Monográfico El poder del mito: ¿Mitofilia o mitofobia?
Imagen | Marta Benito
Puede que sea un falso dilema para el Hamlet contemporáneo. Antes de adentrarse en la vejez y en los caminos de la abstracta ciencia dialéctica, Platón mostró abiertamente su pasión por los mitos. Adoptando el lenguaje de su época, heredero de la poesía épica de Homero y Hesíodo, el autor de La Republica nos seduce al hacer de los mitos el vehículo predilecto del pensamiento filosófico que emerge a través del diálogo. Aristóteles, el discípulo aventajado de Platón, abrazó la ciencia libre de mitos tras su fructífero periodo de aprendizaje en la Academia y señaló que había otros medios eficaces para la expresión de la filosofía. No obstante, así como el viejo Platón se apartó de los mitos para urdir la trama del tejido de las Ideas, Aristóteles proclamó: “A medida que envejezco y me siento más solo, me he hecho más amigo de los mitos”. ¿Mitofilia o mitofobia?

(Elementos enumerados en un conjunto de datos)
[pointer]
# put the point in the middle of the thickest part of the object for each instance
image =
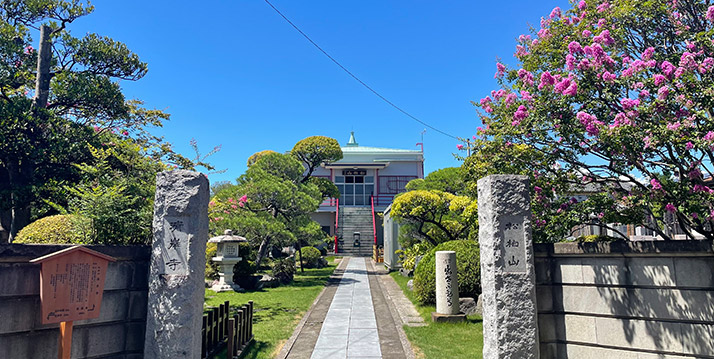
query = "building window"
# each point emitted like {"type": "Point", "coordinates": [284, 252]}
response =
{"type": "Point", "coordinates": [355, 190]}
{"type": "Point", "coordinates": [393, 184]}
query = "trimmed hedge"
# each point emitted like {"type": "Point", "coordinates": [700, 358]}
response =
{"type": "Point", "coordinates": [284, 270]}
{"type": "Point", "coordinates": [311, 257]}
{"type": "Point", "coordinates": [467, 267]}
{"type": "Point", "coordinates": [58, 229]}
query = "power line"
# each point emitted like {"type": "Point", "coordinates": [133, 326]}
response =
{"type": "Point", "coordinates": [357, 78]}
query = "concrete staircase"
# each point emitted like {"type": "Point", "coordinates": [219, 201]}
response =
{"type": "Point", "coordinates": [356, 219]}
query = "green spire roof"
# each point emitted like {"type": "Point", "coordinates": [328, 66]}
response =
{"type": "Point", "coordinates": [352, 142]}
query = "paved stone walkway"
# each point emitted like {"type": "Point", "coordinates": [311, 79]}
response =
{"type": "Point", "coordinates": [350, 327]}
{"type": "Point", "coordinates": [359, 314]}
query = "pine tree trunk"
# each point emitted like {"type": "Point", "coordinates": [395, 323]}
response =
{"type": "Point", "coordinates": [262, 252]}
{"type": "Point", "coordinates": [44, 58]}
{"type": "Point", "coordinates": [302, 266]}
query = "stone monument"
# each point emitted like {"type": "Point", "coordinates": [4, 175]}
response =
{"type": "Point", "coordinates": [226, 257]}
{"type": "Point", "coordinates": [507, 272]}
{"type": "Point", "coordinates": [447, 289]}
{"type": "Point", "coordinates": [178, 264]}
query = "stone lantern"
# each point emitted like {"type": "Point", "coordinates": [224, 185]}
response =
{"type": "Point", "coordinates": [226, 257]}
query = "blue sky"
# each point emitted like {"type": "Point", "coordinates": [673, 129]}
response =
{"type": "Point", "coordinates": [235, 74]}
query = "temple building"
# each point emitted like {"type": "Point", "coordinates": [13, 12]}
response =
{"type": "Point", "coordinates": [368, 178]}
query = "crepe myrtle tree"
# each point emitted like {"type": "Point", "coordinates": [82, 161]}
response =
{"type": "Point", "coordinates": [619, 95]}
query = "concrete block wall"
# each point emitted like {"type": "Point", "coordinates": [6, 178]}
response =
{"type": "Point", "coordinates": [118, 333]}
{"type": "Point", "coordinates": [626, 299]}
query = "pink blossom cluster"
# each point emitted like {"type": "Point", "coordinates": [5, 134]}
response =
{"type": "Point", "coordinates": [566, 86]}
{"type": "Point", "coordinates": [520, 114]}
{"type": "Point", "coordinates": [500, 70]}
{"type": "Point", "coordinates": [590, 122]}
{"type": "Point", "coordinates": [526, 77]}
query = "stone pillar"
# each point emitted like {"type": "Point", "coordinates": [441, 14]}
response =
{"type": "Point", "coordinates": [178, 264]}
{"type": "Point", "coordinates": [447, 283]}
{"type": "Point", "coordinates": [447, 289]}
{"type": "Point", "coordinates": [507, 272]}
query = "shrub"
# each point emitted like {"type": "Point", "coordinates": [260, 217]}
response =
{"type": "Point", "coordinates": [467, 267]}
{"type": "Point", "coordinates": [211, 267]}
{"type": "Point", "coordinates": [408, 257]}
{"type": "Point", "coordinates": [284, 270]}
{"type": "Point", "coordinates": [596, 238]}
{"type": "Point", "coordinates": [310, 257]}
{"type": "Point", "coordinates": [61, 229]}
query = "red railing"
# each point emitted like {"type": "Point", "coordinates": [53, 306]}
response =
{"type": "Point", "coordinates": [337, 220]}
{"type": "Point", "coordinates": [374, 226]}
{"type": "Point", "coordinates": [329, 202]}
{"type": "Point", "coordinates": [383, 199]}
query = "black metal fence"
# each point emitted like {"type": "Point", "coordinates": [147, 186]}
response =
{"type": "Point", "coordinates": [221, 329]}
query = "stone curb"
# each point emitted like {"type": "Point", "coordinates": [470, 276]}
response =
{"type": "Point", "coordinates": [288, 346]}
{"type": "Point", "coordinates": [398, 320]}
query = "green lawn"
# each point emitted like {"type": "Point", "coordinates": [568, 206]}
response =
{"type": "Point", "coordinates": [277, 310]}
{"type": "Point", "coordinates": [442, 340]}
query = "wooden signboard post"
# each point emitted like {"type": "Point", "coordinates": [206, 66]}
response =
{"type": "Point", "coordinates": [71, 288]}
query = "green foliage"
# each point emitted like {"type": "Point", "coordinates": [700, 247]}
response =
{"type": "Point", "coordinates": [310, 257]}
{"type": "Point", "coordinates": [117, 193]}
{"type": "Point", "coordinates": [42, 142]}
{"type": "Point", "coordinates": [408, 256]}
{"type": "Point", "coordinates": [435, 216]}
{"type": "Point", "coordinates": [243, 270]}
{"type": "Point", "coordinates": [59, 229]}
{"type": "Point", "coordinates": [211, 267]}
{"type": "Point", "coordinates": [467, 267]}
{"type": "Point", "coordinates": [313, 151]}
{"type": "Point", "coordinates": [618, 102]}
{"type": "Point", "coordinates": [284, 270]}
{"type": "Point", "coordinates": [270, 204]}
{"type": "Point", "coordinates": [256, 156]}
{"type": "Point", "coordinates": [597, 238]}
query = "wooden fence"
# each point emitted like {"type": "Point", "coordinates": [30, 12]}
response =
{"type": "Point", "coordinates": [223, 330]}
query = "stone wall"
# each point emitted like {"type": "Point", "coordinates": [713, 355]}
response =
{"type": "Point", "coordinates": [117, 333]}
{"type": "Point", "coordinates": [626, 299]}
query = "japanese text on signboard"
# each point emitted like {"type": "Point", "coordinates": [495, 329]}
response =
{"type": "Point", "coordinates": [514, 249]}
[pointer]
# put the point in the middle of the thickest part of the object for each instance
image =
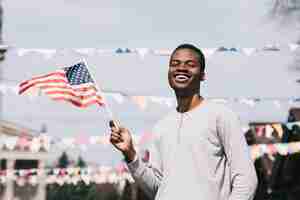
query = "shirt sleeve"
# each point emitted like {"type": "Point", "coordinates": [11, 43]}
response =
{"type": "Point", "coordinates": [148, 175]}
{"type": "Point", "coordinates": [242, 172]}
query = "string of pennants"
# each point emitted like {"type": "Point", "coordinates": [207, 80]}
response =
{"type": "Point", "coordinates": [115, 175]}
{"type": "Point", "coordinates": [142, 52]}
{"type": "Point", "coordinates": [142, 101]}
{"type": "Point", "coordinates": [46, 143]}
{"type": "Point", "coordinates": [70, 175]}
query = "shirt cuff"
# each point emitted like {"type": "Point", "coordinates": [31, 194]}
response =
{"type": "Point", "coordinates": [135, 166]}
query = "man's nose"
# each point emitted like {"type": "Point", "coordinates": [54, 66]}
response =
{"type": "Point", "coordinates": [182, 66]}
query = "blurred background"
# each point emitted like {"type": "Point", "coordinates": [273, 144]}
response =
{"type": "Point", "coordinates": [252, 67]}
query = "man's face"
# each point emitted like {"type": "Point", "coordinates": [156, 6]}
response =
{"type": "Point", "coordinates": [185, 71]}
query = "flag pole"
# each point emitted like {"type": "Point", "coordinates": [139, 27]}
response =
{"type": "Point", "coordinates": [106, 107]}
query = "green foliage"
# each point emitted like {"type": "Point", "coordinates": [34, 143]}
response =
{"type": "Point", "coordinates": [81, 191]}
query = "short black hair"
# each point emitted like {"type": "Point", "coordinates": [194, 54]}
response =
{"type": "Point", "coordinates": [199, 53]}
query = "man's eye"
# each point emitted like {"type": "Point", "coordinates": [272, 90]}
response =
{"type": "Point", "coordinates": [191, 64]}
{"type": "Point", "coordinates": [174, 63]}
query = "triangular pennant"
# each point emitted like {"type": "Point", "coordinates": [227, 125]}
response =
{"type": "Point", "coordinates": [85, 51]}
{"type": "Point", "coordinates": [142, 52]}
{"type": "Point", "coordinates": [208, 52]}
{"type": "Point", "coordinates": [248, 51]}
{"type": "Point", "coordinates": [140, 101]}
{"type": "Point", "coordinates": [294, 47]}
{"type": "Point", "coordinates": [47, 53]}
{"type": "Point", "coordinates": [162, 52]}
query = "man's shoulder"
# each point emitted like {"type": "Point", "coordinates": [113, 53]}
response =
{"type": "Point", "coordinates": [220, 109]}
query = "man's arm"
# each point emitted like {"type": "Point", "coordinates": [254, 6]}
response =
{"type": "Point", "coordinates": [148, 176]}
{"type": "Point", "coordinates": [243, 175]}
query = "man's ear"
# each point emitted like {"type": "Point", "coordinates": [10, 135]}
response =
{"type": "Point", "coordinates": [202, 76]}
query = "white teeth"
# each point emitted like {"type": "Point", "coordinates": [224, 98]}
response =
{"type": "Point", "coordinates": [181, 77]}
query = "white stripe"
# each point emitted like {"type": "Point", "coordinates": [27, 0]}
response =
{"type": "Point", "coordinates": [54, 77]}
{"type": "Point", "coordinates": [77, 93]}
{"type": "Point", "coordinates": [75, 99]}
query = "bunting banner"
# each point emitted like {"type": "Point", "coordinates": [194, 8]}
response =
{"type": "Point", "coordinates": [143, 101]}
{"type": "Point", "coordinates": [81, 142]}
{"type": "Point", "coordinates": [71, 175]}
{"type": "Point", "coordinates": [143, 52]}
{"type": "Point", "coordinates": [114, 175]}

=== Enunciado 1 ===
Muestra todas las líneas de los registros de arriba que contienen la palabra "wooden".
=== Enunciado 2 ===
Prosigue con el ensayo sobre la mitofilia y la mitofobia en Platón y Aristóteles a partir de su última frase.

=== Respuesta escrita 1 ===
query = "wooden signboard post"
query = "wooden fence"

=== Respuesta escrita 2 ===
Está claro que los mitos no nos dejan indiferentes. En la introducción a su Diccionario de los Mitosi Carlos García Gual intenta ofrecer, con cautela, una definición provisional de la palabra “mito”. “El término “mito” –afirma- se aplica a algo que parece ser extraordinario, fabuloso, ejemplar y memorable, aunque tal vez poco objetivo, y exagerado, fastuoso y falso” (…) “Lo mítico aparece aureolado de un halo de fantasía y elevado al ámbito de lo imaginario, y puede así ejercer un mágico y poderoso encanto sobre nuestra actitud frente al mundo (Puesto que somos, más que realistas, seres emotivos, imaginativos y memoriosos)”. En cualquier caso, conviene estar alerta, puesto que el mismísimo Platón –el mitófilo- nos previene frente a los enigmáticos poderes del mito, dado que “el ámbito seductor de lo fabuloso, lo memorable y lo imaginario nos aleja de la verdad. ¿Es verdad que domina en nosotros lo emotivo, imaginativo y memorioso? ¿Don Quijote o Sancho Panza?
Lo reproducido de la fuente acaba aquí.